### Task directions
Copy, from the data below, each line that has the word "tree".

Records contained in a dataset:
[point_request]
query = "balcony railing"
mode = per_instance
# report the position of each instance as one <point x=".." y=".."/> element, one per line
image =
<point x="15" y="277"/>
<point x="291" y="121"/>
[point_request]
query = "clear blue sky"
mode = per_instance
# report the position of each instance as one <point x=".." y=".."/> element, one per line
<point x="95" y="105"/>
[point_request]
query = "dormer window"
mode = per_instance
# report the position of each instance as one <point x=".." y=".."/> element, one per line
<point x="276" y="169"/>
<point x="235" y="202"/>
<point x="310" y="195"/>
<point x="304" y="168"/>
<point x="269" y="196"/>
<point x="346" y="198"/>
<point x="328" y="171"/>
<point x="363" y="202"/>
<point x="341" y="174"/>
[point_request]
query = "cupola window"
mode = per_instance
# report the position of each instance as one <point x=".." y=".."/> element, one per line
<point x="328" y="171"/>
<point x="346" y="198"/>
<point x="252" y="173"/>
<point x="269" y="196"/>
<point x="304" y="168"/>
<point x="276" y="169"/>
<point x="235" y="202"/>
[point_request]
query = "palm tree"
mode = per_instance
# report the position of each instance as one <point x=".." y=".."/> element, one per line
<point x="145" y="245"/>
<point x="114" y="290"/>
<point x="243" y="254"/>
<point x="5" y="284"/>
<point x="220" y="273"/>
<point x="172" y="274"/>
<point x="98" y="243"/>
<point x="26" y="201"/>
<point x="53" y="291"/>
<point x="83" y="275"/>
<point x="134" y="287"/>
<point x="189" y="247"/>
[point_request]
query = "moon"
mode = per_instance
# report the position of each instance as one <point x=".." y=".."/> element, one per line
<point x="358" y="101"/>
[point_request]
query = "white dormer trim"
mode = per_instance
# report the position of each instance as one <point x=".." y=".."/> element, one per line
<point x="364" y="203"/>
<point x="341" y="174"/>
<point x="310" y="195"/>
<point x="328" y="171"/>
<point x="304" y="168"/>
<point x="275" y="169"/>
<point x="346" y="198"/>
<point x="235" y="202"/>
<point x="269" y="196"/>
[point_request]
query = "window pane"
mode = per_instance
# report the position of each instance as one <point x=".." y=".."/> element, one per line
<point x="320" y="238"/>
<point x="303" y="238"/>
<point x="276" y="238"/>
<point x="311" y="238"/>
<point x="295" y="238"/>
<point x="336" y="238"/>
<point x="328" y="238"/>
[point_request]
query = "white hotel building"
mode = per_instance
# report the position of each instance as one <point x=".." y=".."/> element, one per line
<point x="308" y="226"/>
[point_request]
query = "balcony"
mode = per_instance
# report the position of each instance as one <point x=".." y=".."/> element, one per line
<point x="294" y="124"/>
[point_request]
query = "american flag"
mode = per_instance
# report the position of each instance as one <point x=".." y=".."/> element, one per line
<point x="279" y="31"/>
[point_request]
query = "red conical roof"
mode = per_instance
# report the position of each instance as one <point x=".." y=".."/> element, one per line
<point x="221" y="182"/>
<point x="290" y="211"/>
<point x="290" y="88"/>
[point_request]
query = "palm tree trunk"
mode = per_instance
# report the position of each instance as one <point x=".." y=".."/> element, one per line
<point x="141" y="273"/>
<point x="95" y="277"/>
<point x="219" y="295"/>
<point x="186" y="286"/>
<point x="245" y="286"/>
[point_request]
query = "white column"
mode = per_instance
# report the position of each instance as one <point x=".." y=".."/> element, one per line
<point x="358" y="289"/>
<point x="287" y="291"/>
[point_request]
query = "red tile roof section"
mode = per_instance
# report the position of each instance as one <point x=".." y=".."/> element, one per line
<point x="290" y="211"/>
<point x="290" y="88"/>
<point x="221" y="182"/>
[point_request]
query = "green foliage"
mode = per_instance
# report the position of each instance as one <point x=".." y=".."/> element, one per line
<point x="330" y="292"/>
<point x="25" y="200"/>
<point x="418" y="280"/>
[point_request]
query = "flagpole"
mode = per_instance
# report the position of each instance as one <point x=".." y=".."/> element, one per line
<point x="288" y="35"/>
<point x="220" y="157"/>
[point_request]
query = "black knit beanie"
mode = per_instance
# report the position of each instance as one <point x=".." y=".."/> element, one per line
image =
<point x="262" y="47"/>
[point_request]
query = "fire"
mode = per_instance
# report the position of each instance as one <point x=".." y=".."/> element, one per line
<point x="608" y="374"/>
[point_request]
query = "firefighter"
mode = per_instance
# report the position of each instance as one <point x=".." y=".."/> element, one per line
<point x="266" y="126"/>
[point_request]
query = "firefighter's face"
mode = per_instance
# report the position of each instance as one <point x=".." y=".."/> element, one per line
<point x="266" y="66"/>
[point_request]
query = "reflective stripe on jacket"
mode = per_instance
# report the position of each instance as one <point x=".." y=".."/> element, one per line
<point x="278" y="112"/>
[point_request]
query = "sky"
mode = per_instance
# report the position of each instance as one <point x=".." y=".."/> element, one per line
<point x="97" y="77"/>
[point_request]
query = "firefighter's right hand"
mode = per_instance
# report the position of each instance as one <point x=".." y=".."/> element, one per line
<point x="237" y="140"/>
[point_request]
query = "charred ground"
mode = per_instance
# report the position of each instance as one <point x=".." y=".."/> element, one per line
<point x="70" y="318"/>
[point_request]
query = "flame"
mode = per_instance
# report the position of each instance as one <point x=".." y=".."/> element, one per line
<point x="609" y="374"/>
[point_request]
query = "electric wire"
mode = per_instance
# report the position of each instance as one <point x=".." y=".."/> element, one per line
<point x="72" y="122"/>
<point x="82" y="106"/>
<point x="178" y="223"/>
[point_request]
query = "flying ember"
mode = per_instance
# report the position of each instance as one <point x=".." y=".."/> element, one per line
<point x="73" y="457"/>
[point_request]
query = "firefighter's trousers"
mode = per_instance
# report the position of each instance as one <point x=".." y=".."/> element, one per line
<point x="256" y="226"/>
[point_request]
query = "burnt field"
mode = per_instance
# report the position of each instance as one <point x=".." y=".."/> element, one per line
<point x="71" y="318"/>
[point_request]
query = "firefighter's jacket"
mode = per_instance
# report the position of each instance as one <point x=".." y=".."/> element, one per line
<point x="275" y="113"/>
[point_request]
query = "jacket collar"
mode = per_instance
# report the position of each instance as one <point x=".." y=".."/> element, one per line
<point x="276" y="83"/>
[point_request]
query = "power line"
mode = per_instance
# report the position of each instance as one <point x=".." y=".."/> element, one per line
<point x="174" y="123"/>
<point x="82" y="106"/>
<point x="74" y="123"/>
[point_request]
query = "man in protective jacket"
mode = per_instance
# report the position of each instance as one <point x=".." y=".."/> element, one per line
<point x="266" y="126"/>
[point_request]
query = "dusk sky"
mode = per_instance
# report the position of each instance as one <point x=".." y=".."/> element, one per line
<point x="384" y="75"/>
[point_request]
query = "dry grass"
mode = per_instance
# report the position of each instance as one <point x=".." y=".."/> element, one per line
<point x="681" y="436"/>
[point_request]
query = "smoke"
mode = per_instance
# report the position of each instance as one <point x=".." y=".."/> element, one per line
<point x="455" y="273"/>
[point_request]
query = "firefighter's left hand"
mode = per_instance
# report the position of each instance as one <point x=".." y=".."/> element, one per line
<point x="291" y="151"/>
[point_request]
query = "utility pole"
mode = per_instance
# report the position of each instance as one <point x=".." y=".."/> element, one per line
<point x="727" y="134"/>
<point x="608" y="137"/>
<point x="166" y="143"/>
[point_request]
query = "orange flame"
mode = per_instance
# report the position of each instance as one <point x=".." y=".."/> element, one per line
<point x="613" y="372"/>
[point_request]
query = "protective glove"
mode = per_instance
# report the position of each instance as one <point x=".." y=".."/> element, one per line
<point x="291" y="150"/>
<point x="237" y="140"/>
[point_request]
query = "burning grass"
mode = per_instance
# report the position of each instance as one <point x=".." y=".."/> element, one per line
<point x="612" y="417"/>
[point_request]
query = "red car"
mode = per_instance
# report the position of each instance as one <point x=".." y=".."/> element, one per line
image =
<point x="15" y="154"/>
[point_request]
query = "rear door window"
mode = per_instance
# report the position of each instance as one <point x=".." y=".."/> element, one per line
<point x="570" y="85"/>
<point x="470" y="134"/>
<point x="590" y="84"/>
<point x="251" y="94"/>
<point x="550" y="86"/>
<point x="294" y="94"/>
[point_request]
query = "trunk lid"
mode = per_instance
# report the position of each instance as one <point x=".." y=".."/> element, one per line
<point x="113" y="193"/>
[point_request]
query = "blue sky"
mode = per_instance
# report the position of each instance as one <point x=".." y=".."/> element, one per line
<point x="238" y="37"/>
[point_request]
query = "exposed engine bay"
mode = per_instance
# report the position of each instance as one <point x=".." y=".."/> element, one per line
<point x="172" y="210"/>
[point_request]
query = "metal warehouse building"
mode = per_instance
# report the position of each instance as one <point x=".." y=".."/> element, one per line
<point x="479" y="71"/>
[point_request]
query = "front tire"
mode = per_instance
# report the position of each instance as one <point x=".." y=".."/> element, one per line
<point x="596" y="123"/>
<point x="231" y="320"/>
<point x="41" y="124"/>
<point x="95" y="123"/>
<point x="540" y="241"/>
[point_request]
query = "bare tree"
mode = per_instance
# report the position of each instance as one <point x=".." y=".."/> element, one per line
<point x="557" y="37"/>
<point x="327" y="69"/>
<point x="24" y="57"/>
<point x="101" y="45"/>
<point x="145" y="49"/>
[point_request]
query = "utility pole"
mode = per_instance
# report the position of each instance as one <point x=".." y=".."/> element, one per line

### Solution for this task
query = "palm tree"
query = "palm tree trunk"
query = "bare tree"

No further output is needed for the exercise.